PROBLEM DETAILS => From the records below, pull each line that has "hair".

══ PROVIDED RECORDS ══

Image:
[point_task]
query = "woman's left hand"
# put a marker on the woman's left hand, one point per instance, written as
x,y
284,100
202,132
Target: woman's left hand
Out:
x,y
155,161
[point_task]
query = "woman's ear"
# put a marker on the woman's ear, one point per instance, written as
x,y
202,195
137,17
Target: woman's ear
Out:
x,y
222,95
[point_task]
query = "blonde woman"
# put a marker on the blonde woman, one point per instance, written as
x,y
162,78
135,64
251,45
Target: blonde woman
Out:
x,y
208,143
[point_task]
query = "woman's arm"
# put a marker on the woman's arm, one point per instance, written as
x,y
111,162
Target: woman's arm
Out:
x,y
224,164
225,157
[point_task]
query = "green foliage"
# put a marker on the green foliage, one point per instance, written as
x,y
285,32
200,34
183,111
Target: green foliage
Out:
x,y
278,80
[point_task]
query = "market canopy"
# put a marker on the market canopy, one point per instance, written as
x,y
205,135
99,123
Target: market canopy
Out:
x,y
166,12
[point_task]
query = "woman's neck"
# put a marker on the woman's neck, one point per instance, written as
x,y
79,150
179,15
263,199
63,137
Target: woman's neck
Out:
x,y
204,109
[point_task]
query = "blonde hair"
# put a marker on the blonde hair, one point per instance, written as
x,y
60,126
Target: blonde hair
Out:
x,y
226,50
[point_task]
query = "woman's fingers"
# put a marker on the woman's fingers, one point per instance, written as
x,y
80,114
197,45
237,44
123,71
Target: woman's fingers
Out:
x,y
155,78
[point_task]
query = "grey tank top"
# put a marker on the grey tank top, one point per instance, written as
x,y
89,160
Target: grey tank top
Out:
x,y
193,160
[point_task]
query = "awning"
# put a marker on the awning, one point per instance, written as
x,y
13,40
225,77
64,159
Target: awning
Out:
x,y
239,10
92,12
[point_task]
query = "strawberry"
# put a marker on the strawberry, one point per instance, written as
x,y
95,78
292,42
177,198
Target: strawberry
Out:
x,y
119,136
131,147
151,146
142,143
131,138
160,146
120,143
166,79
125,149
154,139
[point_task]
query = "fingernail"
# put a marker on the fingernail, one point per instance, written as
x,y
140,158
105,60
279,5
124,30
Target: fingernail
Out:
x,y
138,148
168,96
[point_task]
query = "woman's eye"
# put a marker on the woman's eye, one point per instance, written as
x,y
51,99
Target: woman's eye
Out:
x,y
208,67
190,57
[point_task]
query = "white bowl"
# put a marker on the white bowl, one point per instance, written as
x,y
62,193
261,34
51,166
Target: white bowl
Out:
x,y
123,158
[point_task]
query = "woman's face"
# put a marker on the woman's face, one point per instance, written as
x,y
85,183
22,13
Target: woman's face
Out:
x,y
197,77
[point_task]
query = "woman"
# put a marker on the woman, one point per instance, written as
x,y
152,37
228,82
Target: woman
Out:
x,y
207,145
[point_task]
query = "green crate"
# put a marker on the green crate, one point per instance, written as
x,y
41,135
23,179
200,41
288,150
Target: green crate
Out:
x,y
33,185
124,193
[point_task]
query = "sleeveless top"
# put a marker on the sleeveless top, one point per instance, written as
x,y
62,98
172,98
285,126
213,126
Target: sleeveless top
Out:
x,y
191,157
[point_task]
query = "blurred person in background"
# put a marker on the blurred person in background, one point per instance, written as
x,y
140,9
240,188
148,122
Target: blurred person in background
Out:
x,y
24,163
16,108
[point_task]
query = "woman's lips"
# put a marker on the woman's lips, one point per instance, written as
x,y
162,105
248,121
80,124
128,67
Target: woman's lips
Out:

═══

ANSWER SECTION =>
query = "blonde hair"
# put a marker on the blonde hair, one point per instance, written as
Target: blonde hair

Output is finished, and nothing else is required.